Quoted passage:
Requesting politely to stay in the dark will not serve journalism

Quote

At Salon, Richard constantly analyzed revenue per thousand page views vs. cost per thousand page views, unit by unit, story by story, author by author, and section by section. People didn’t want to look at this data because they were afraid that unprofitable pieces would be cut. It was the same pushback years before with basic traffic data. People in the newsroom didn’t want to consult it because they assumed you’d end up writing entirely for SEO. But this argument assumes that when we get data, we dispense with our wisdom. It doesn’t work that way. You can continue producing the important but unprofitable pieces, but as a business, you need to know what’s happening out there. Requesting politely to stay in the dark will not serve journalism.

- from Matt Stempeck’s liveblog of Richard Gingras’s Nieman Foundation speech

Stop blaming the internet for rubbish news content

Newspapers and newsrooms generally have always striven to publish stories that are important, interesting, informative and entertaining.  Not every one puts those in the same order or gives them the same importance. But the internet hasn’t changed that much.

Source data:
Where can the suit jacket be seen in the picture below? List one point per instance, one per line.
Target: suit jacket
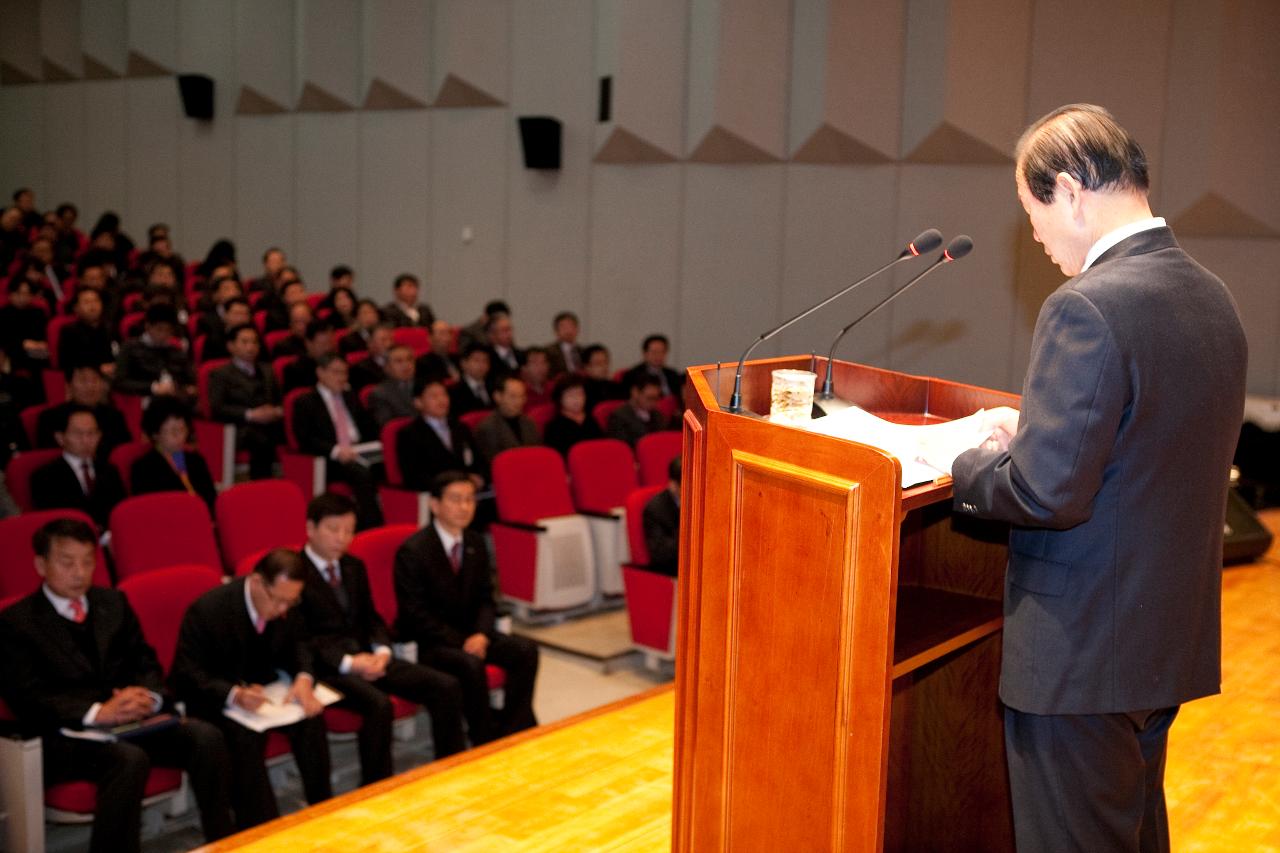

Aim of the exercise:
In the text on news content and the internet, rewrite the part that opens with the words "Newspapers and newsrooms" and closes with "changed that much.", changing "newsrooms" to "editors".

Written response:
Newspapers and editors generally have always striven to publish stories that are important, interesting, informative and entertaining.  Not every one puts those in the same order or gives them the same importance. But the internet hasn’t changed that much.